# [What the task asks]
Output every line of the entries below as a numbered list, omitting blank lines and leaving out the pictures.

# [Supplied material]
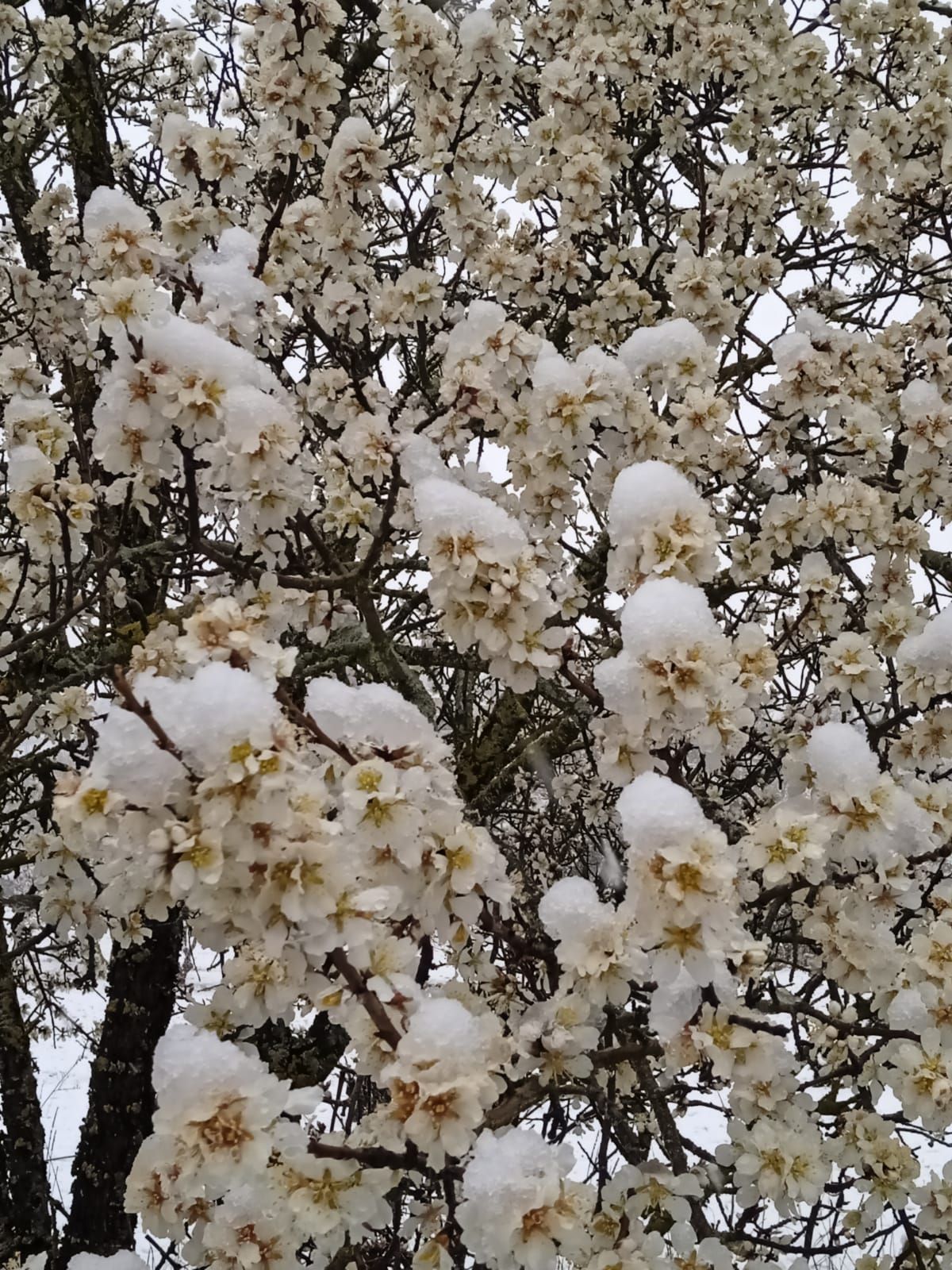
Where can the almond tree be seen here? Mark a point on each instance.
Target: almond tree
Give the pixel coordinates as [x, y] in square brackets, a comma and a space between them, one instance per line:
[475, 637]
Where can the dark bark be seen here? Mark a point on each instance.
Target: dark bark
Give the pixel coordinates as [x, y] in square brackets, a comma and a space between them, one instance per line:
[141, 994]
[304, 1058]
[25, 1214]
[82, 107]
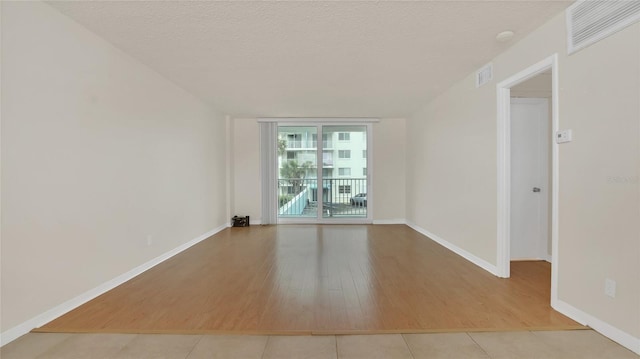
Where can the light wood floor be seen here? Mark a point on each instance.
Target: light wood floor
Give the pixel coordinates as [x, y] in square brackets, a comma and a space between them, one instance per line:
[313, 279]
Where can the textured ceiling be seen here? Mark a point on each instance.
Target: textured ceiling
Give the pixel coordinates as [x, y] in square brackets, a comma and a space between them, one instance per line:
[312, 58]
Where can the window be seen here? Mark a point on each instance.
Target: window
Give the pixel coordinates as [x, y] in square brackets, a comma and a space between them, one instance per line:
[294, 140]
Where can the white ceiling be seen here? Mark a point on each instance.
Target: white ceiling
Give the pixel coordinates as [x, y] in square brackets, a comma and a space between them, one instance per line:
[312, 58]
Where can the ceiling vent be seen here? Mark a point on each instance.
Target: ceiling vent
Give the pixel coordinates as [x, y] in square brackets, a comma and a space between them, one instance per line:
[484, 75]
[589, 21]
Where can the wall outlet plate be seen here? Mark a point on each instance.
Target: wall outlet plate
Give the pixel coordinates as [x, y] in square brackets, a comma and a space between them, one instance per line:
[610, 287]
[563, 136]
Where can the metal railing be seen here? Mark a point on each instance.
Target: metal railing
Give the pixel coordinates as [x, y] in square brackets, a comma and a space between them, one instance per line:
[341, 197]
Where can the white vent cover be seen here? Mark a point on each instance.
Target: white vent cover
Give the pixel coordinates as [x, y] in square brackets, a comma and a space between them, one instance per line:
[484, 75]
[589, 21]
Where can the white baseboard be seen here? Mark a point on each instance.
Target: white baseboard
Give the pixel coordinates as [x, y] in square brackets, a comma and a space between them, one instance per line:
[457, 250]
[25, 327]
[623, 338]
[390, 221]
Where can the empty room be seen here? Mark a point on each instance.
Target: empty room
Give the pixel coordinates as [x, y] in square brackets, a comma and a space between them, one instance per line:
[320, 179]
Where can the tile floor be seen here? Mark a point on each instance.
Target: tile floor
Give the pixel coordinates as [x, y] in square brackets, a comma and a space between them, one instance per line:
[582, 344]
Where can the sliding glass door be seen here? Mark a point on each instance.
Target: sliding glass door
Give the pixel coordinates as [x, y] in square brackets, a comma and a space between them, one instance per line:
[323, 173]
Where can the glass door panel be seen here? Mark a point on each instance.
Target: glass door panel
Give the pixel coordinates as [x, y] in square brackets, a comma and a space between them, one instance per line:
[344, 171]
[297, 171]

# [Exercise output]
1. Where can the almond tree be seen here? Mark a point on each instance.
2. Target: almond tree
3. Give the pixel coordinates as [x, y] in square brackets, a comma and a space between them, one instance per line:
4. [475, 637]
5. Where can the dark bark be seen here? Mark a point on each instance.
6. Target: dark bark
7. Give the pixel coordinates as [x, y] in square brackets, a comma and a space between them, one instance per line:
8. [141, 994]
9. [304, 1058]
10. [25, 1214]
11. [82, 107]
12. Where can the light wood floor be seen here? Mark a point on each instance.
13. Target: light wood floor
14. Give the pixel coordinates as [x, y] in square brackets, a comma and a space between them, one instance per line:
15. [313, 279]
16. Where can the textured ceiling be seen here? Mark a point on each instance.
17. Target: textured ceiling
18. Give the pixel coordinates as [x, y] in square brackets, a comma and a space between them, one instance per line:
19. [312, 58]
20. Where can the window be seen here? Mark a point on each instance.
21. Target: window
22. Give the pixel coordinates as [x, y] in square brackets, a comma and a space between them, one instance per line:
23. [294, 140]
24. Where can the white ceiling be seen here? Mark a point on each instance.
25. Target: white ceiling
26. Give the pixel coordinates as [x, y] in square brackets, a comma and a space between them, one instance per line:
27. [312, 58]
28. Where can the ceiling vent be seen here? Mark a point on each instance.
29. Target: ceiling vent
30. Give the pixel coordinates as [x, y] in square brackets, a comma and a space between them, one instance per line:
31. [484, 75]
32. [589, 21]
33. Where can the wall outlet plate be seen here? Mark a point on each instance.
34. Target: wall outlet plate
35. Give the pixel coordinates as [x, y] in square brackets, a comma and a space between them, one instance per line:
36. [610, 287]
37. [563, 136]
38. Where can the metal railing be seen here? Mark a point on each instance.
39. Target: metal railing
40. Give the pixel coordinates as [x, y] in square brackets, a comma and a space between them, one instance per line:
41. [341, 197]
42. Where can the white vent cover be seen here? Mark a point on each instance.
43. Target: white vent cover
44. Give the pixel coordinates as [x, y] in square brackets, a comma and a space between them, one instance per line:
45. [484, 75]
46. [589, 21]
47. Where can the white baseboard be seen here? Mark a point on each instance.
48. Target: white baseboard
49. Give the pixel coordinates as [x, y] in square brackets, a comma and a space between them, one instance per line:
50. [457, 250]
51. [25, 327]
52. [623, 338]
53. [390, 221]
54. Where can the empty room be seen here? Mark a point on each instance.
55. Target: empty room
56. Give the pixel coordinates as [x, y] in square brackets, a comma and a space between them, one instance per line:
57. [320, 179]
58. Where can the tile floor be seen here? Mark a point on each instance.
59. Target: tile floor
60. Give the pixel coordinates as [x, y] in square brackets, a comma and a space between them, one instance per line:
61. [582, 344]
62. Where can the sliding glass door be seen here? Mark a point on each instance.
63. Target: sliding glass door
64. Give the pixel coordinates as [x, y] in square brackets, a comma and a space between them, one instance per line:
65. [323, 173]
66. Where can the glass door panel be seen here? Mark a point on each instance.
67. Target: glass door panel
68. Give the pixel coordinates as [x, y] in square brackets, a comma and a space between them, one instance per line:
69. [344, 171]
70. [297, 171]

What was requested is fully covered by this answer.